(Saved entries)
+ + +

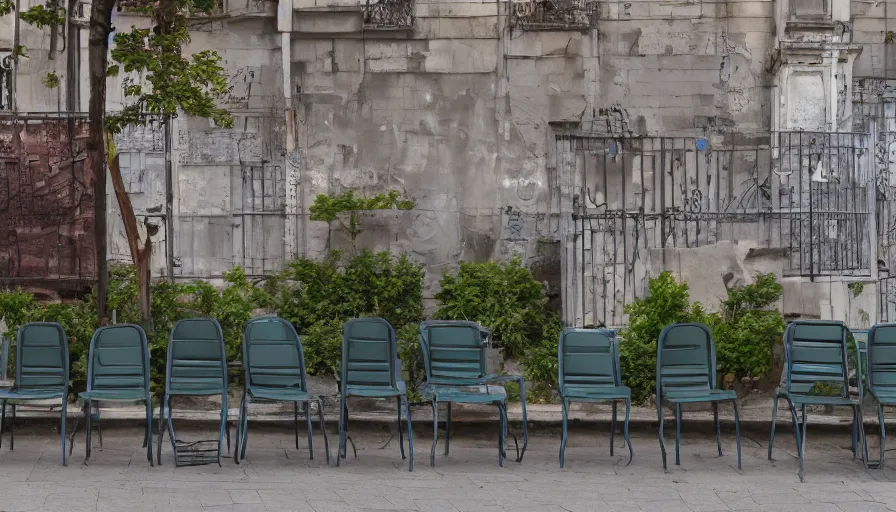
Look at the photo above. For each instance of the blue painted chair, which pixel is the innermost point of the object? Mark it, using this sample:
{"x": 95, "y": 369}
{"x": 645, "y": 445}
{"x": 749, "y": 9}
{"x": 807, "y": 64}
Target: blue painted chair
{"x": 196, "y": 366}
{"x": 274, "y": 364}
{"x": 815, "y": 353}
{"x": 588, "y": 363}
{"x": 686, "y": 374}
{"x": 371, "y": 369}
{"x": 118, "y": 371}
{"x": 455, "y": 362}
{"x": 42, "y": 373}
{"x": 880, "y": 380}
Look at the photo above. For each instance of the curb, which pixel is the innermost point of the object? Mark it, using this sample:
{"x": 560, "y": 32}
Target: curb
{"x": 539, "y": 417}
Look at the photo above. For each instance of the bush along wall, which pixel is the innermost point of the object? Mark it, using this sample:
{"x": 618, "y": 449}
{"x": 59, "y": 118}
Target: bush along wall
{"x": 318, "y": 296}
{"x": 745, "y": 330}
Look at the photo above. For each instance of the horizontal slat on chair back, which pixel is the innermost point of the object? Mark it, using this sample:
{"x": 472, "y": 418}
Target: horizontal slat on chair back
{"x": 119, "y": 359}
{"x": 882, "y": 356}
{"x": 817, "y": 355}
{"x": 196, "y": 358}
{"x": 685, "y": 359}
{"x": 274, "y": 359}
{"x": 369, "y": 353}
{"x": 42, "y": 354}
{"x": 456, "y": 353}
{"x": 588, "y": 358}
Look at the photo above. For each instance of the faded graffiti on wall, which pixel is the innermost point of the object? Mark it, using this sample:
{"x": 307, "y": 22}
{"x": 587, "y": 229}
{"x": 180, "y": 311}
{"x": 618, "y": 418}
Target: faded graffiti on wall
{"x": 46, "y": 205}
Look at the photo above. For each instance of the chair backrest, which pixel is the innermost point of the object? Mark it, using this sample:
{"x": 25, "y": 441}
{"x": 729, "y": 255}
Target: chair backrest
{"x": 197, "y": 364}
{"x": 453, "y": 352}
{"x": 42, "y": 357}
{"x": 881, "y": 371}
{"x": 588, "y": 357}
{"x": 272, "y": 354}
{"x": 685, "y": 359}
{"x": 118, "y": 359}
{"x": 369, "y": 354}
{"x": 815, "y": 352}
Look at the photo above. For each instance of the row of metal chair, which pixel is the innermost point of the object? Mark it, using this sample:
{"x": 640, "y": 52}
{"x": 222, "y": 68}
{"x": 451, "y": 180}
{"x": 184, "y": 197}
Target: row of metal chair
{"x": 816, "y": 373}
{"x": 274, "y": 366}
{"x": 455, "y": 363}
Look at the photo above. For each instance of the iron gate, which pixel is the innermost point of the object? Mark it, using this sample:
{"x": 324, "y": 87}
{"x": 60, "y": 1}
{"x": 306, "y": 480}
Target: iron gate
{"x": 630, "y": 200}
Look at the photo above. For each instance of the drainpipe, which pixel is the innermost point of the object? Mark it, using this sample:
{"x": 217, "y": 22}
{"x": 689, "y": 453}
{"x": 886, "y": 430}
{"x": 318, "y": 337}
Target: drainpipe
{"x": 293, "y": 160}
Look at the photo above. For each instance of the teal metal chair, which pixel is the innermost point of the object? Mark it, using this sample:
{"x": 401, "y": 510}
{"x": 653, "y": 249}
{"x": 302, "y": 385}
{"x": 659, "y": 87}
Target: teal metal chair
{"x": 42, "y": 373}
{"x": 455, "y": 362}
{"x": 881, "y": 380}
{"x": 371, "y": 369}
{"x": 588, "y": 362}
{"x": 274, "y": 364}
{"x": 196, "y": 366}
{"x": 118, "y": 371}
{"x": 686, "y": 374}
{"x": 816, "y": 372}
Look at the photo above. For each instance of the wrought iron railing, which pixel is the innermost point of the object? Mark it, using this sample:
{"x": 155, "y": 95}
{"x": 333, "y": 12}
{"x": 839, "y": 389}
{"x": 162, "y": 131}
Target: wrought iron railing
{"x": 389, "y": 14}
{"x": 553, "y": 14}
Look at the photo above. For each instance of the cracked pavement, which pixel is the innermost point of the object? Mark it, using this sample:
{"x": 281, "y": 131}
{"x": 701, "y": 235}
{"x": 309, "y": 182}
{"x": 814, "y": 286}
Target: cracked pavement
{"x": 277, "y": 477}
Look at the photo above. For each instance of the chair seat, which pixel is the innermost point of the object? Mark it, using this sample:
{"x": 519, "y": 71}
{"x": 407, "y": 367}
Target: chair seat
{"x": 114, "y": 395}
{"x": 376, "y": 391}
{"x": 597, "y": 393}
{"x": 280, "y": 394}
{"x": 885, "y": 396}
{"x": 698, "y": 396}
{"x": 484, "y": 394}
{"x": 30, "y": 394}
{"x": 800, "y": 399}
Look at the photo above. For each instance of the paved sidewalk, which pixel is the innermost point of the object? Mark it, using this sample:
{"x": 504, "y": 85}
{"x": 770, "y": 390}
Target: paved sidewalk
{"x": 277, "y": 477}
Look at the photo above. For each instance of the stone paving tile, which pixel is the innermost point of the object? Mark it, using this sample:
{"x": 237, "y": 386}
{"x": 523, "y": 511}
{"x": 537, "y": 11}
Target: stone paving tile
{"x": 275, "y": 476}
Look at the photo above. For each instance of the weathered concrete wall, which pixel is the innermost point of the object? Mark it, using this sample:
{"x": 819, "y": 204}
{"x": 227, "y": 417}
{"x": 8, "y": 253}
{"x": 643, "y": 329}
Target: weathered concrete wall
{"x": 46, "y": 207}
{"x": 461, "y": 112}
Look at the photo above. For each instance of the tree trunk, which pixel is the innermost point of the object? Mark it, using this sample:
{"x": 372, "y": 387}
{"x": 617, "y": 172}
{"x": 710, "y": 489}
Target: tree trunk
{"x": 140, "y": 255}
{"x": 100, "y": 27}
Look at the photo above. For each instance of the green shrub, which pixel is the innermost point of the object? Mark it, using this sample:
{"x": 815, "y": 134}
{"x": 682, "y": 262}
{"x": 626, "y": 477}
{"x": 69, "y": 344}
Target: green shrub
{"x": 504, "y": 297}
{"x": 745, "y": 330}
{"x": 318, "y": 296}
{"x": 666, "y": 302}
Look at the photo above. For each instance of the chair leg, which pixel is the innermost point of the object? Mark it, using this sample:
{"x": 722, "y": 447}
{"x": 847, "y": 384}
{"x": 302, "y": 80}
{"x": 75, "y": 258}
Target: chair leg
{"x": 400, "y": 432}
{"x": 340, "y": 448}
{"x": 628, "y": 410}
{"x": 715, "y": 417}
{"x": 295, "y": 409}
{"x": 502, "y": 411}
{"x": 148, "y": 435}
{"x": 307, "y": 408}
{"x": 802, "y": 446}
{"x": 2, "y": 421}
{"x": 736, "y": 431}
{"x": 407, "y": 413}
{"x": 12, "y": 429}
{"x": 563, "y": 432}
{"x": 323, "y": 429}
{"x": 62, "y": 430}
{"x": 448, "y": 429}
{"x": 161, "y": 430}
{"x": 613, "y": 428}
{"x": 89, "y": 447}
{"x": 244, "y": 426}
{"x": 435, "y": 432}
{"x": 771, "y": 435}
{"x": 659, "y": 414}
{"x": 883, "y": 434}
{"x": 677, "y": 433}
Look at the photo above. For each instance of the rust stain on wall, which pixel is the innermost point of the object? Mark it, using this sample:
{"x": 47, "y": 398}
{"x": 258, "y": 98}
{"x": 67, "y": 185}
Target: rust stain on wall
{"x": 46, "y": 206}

+ + +

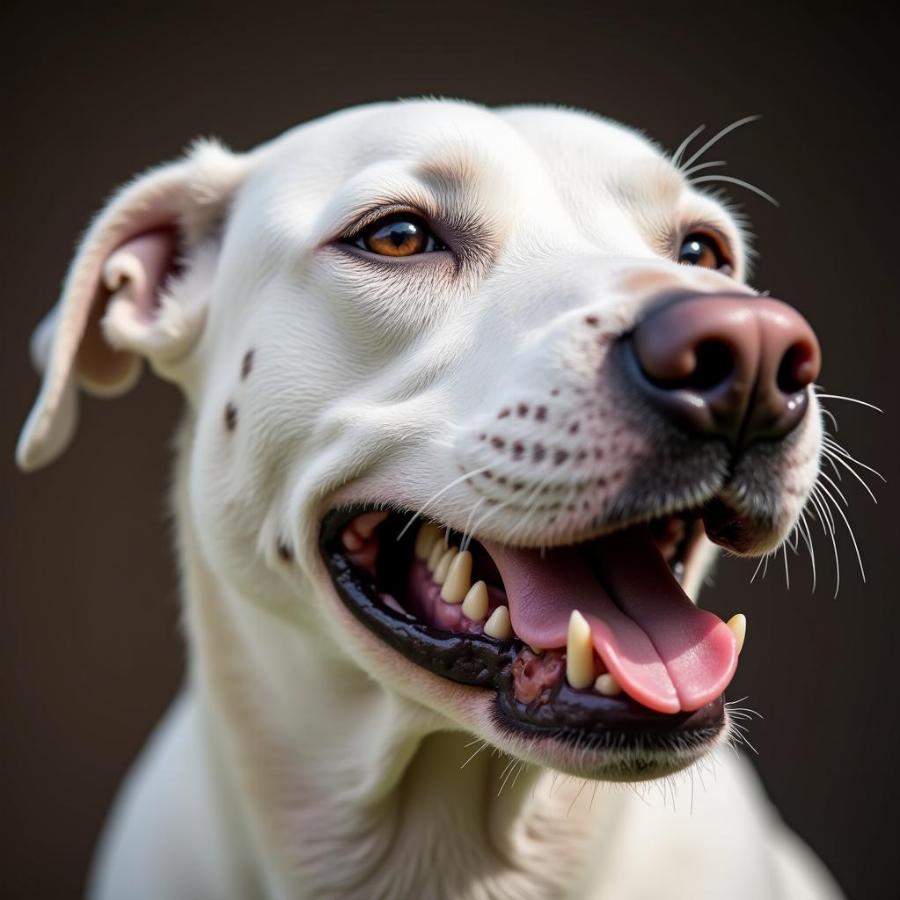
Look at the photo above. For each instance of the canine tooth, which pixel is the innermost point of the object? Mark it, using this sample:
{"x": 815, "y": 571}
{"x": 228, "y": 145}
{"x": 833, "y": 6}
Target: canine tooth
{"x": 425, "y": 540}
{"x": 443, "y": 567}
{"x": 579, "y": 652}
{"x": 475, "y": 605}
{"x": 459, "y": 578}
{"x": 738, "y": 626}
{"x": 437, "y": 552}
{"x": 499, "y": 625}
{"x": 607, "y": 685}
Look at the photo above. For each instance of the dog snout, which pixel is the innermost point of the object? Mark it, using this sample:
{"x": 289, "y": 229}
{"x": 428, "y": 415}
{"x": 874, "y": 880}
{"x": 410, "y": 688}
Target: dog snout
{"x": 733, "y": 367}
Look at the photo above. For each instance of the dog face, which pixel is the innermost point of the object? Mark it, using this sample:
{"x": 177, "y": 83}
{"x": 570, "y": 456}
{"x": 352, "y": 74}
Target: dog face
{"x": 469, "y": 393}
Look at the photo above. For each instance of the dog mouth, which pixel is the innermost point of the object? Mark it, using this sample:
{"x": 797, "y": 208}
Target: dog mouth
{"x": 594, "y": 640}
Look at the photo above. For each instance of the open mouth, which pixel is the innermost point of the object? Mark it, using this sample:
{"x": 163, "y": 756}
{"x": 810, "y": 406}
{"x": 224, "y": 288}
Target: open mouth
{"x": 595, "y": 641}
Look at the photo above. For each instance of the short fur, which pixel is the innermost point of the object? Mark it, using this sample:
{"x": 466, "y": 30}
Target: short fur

+ + +

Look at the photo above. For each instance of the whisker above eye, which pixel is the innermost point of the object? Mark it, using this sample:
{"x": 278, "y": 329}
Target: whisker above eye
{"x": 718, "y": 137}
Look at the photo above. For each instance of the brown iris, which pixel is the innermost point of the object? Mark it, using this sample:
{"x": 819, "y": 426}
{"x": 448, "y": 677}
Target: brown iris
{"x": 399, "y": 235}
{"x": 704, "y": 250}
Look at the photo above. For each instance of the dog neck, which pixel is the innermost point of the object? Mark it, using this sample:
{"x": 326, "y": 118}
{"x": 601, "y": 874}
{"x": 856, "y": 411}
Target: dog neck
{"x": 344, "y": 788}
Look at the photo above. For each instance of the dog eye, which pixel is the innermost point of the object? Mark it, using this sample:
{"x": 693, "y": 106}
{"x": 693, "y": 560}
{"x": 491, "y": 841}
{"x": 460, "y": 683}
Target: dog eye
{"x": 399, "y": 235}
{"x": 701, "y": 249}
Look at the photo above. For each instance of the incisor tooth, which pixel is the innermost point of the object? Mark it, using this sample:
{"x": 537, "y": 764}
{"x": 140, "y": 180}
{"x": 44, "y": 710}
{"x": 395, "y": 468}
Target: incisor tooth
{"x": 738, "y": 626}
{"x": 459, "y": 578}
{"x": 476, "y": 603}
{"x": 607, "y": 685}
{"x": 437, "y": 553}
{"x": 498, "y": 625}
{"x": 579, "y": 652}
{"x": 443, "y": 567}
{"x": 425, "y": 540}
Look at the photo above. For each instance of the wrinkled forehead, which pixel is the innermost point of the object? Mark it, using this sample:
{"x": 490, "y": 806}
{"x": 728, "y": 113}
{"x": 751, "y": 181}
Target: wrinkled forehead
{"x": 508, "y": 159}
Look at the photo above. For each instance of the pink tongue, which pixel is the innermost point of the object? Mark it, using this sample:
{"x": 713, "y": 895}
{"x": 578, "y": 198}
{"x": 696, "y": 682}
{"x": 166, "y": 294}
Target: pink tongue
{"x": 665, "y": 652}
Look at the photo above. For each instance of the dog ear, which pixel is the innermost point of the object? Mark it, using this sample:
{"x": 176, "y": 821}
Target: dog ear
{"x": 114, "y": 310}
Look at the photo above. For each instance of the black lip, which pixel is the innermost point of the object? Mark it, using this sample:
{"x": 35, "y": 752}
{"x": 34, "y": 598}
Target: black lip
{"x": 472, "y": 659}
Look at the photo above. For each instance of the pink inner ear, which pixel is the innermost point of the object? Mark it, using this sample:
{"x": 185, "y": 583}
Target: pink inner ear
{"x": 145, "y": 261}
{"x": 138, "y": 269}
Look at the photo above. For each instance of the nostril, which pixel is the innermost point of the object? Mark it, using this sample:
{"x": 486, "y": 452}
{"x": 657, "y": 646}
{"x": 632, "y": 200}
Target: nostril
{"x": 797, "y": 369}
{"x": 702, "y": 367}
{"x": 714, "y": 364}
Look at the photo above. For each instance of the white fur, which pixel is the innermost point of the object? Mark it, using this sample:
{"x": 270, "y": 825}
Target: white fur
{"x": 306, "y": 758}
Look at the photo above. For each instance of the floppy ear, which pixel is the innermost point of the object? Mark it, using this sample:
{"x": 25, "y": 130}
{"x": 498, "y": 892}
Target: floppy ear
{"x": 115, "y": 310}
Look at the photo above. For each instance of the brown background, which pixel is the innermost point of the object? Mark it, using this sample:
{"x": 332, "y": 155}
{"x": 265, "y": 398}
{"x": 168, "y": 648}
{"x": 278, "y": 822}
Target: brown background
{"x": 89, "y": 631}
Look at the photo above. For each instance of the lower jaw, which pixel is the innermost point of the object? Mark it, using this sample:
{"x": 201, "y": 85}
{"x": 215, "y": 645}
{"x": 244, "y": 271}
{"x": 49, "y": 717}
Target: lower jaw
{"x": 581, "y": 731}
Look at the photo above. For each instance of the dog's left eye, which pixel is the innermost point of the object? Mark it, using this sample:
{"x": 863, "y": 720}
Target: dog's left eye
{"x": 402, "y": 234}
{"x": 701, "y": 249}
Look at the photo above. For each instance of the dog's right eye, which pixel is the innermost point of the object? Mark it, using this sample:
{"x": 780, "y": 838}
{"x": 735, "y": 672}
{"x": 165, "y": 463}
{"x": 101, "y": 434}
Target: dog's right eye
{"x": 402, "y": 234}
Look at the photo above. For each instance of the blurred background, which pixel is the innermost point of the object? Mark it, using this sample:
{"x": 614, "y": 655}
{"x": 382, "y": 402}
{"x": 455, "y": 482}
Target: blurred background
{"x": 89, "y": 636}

+ + +

> **THE TASK**:
Count up the lines in the entries that hold "short", and respond with that count and no other text.

> **RESULT FOR THIS EXERCISE**:
2